恩賜財団母子愛育会事件(東京地判平31・2・8) 割増賃金求める医師に病院が「管理職手当返せ」 不当利得返還請求を命じる
医長である医師が残業代を請求したところ、逆に病院から管理職手当の返還を求められた。医師には、時間外見合いの医師手当も支給されていた。労基署から残業代に関して是正勧告を受けるなど管理監督者でないことに争いはなかった。東京地裁は、内規に時間外労働等の対価と規定された医師手当を固定残業代と認めた一方、医長に管理職手当の受給権限はないとして不当利得の返還を命じた。
管理監督者でなく 医師手当は残業代
筆者:弁護士 牛嶋 勉(経営法曹会議)
事案の概要
原告は、平成17年4月1日に被告財団に入職した医師であり、平成26年4月以降新生児科医長として勤務し、未払割増賃金4392万余円、労基法114条に基づく付加金等を請求した。被告財団は、反訴として、原告に受給資格のない管理職手当を過誤払いしたと主張して、不当利得返還請求権に基づき157万余円等を請求した。
* * * * * * * * *
理解度確認>
(1) 恩賜財団母子愛育会事件の解説から、「恩賜財団母子愛育会事件(東京地判平31・2・8) 割増賃金求める医師に病院が「管理職手当返せ」 不当利得返還請求を命じる」に始まり「筆者:弁護士 牛嶋 勉(経営法曹会議)」に至るまでのすべてを、一字一句変えずに抜き出してください。
(2) 恩賜財団母子愛育会事件の解説によれば、東京地裁が医師手当を固定残業代と認めたのはなぜですか。1〜3文で説明してください。
(3) 恩賜財団母子愛育会事件の解説について、最後の文の後から本文の続きを書いてください。
データの各行は、この解説を扱う作業では一切使用しません。

提供データ>
* * * * * * * * *
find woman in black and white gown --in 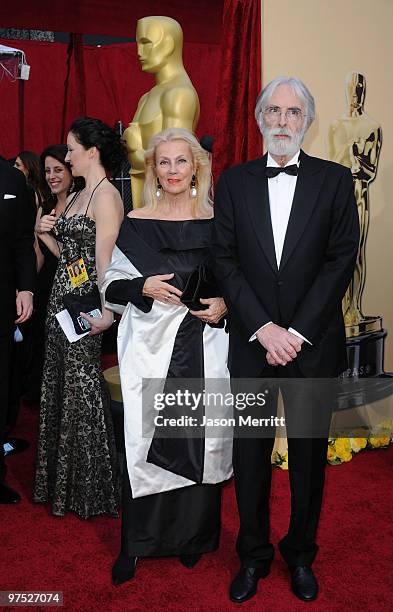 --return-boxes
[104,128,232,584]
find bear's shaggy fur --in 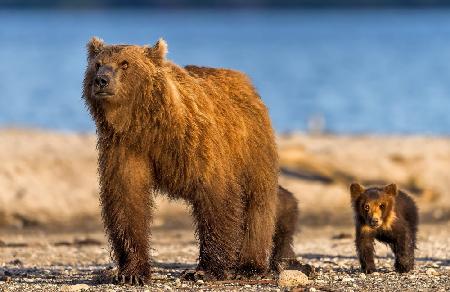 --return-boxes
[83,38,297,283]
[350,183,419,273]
* * * * * * * * *
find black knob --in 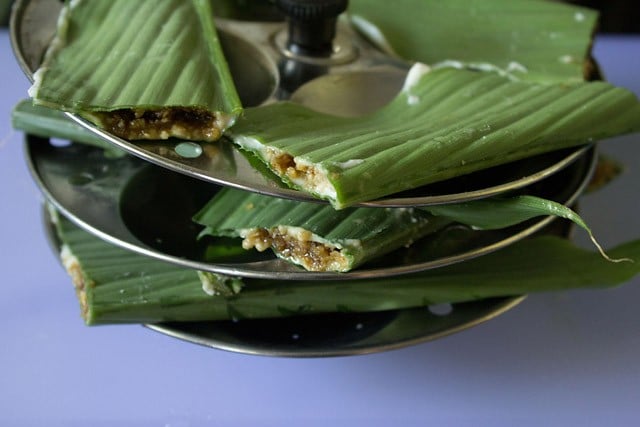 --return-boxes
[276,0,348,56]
* * * * * * * * *
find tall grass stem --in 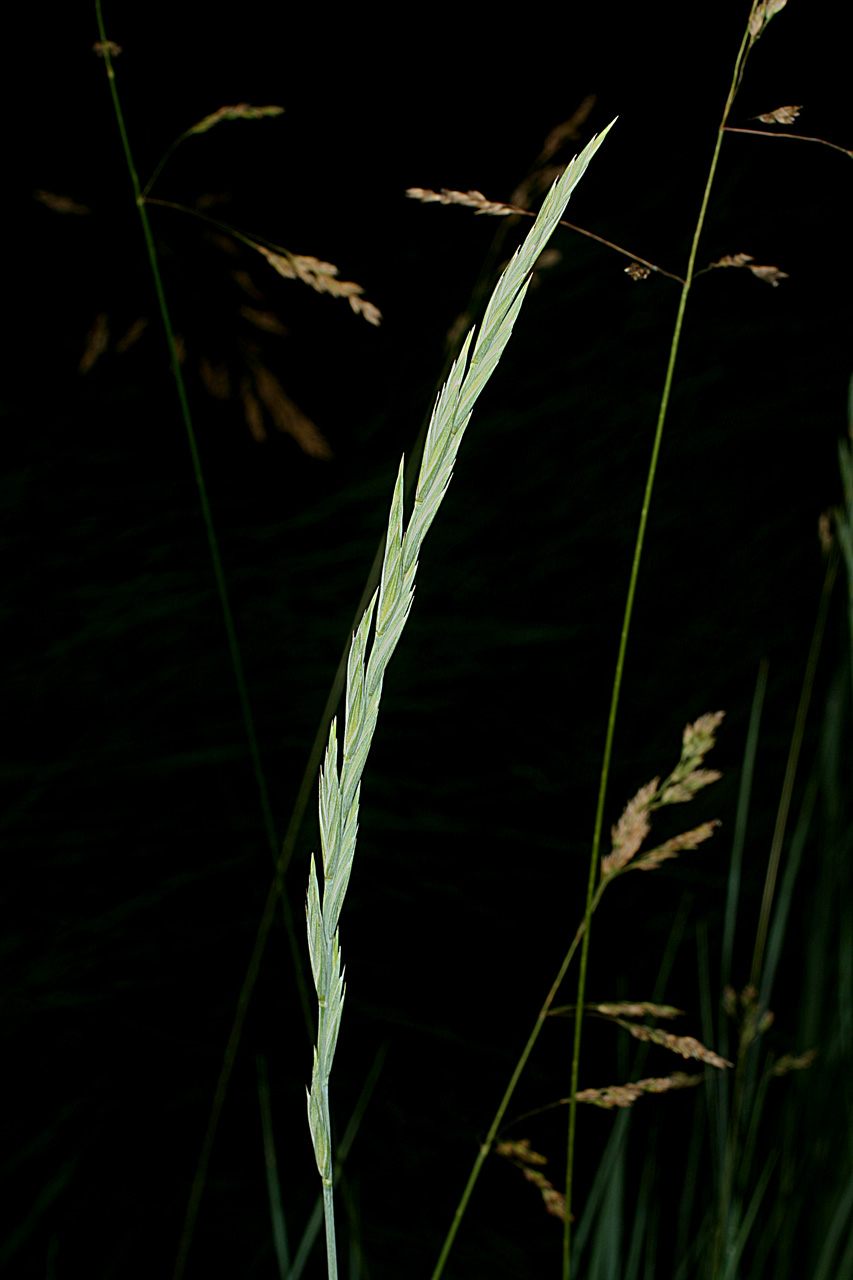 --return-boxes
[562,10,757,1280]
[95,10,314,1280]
* * * * * * * * *
解答一覧>
(1)
恩賜財団母子愛育会事件(東京地判平31・2・8) 割増賃金求める医師に病院が「管理職手当返せ」 不当利得返還請求を命じる
医長である医師が残業代を請求したところ、逆に病院から管理職手当の返還を求められた。医師には、時間外見合いの医師手当も支給されていた。労基署から残業代に関して是正勧告を受けるなど管理監督者でないことに争いはなかった。東京地裁は、内規に時間外労働等の対価と規定された医師手当を固定残業代と認めた一方、医長に管理職手当の受給権限はないとして不当利得の返還を命じた。
管理監督者でなく 医師手当は残業代
筆者:弁護士 牛嶋 勉(経営法曹会議)

(2) 東京地裁が医師手当を固定残業代と認めたのは、病院の内規で、医師手当が時間外労働等の対価と規定されていたためである。

(3)
判決のポイント
本件給与規則上、諸手当のうち超過勤務手当と医師手当が同列のものとして整理、理解されているものと評価できる。また、…医師手当支給内規には、…管理職以外の医師については医師手当を超過勤務に代わるものと規定し、医師手当が固定残業代であることが明記されている。さらに、超過勤務手当支給内規においても、医師の超過勤務、休日勤務に係る手当として、労基法上の時間外労働等…の合計時間を超過勤務として計算した額と、医師手当及び宿日直手当の合計額を比較して多い方の額を支払うこととされており、実際に被告財団は、前者の方が多い場合には医師手当及び宿日直手当の合計額との差額を医師差額として支給している。…医師に対する宿日直手当と医師手当がいずれも時間外労働等に対する対価としての手当として位置付けられ、労働基準監督署からの勧告等を受けるまではこれらの手当を支払うことにより時間外労働等に対する対価としての賃金を支払ったものとして処理されていたものの、同勧告を受け、労基法等の法令に従った形に運用を改めたものと理解するのが相当である。